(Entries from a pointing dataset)
START

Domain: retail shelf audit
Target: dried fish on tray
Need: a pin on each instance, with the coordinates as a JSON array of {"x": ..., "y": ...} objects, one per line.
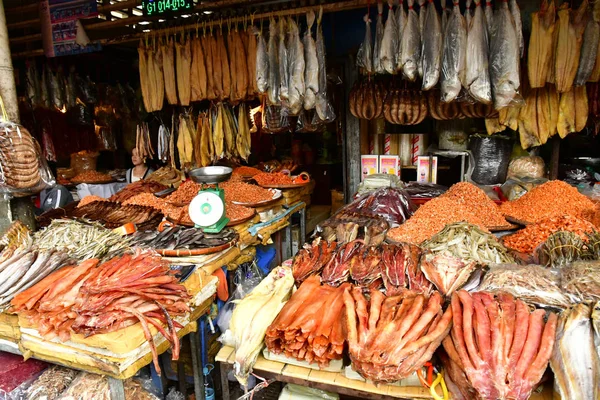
[
  {"x": 581, "y": 280},
  {"x": 94, "y": 297},
  {"x": 393, "y": 336},
  {"x": 575, "y": 362},
  {"x": 80, "y": 240},
  {"x": 309, "y": 327},
  {"x": 533, "y": 284},
  {"x": 497, "y": 348},
  {"x": 468, "y": 242}
]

END

* [Goal of the exercise]:
Write out every line of the entries above as a numbered list, skipping any blank lines. Leave the pictures out.

* [Right answer]:
1. Domain: retail shelf audit
2. Target: dried fish on tray
3. Need: a pin on each instance, with the coordinates as a JSON array of {"x": ..., "y": ...} objects, one per line.
4. [
5.   {"x": 581, "y": 280},
6.   {"x": 94, "y": 297},
7.   {"x": 393, "y": 336},
8.   {"x": 575, "y": 362},
9.   {"x": 80, "y": 240},
10.   {"x": 309, "y": 327},
11.   {"x": 533, "y": 284},
12.   {"x": 497, "y": 348},
13.   {"x": 468, "y": 242}
14. ]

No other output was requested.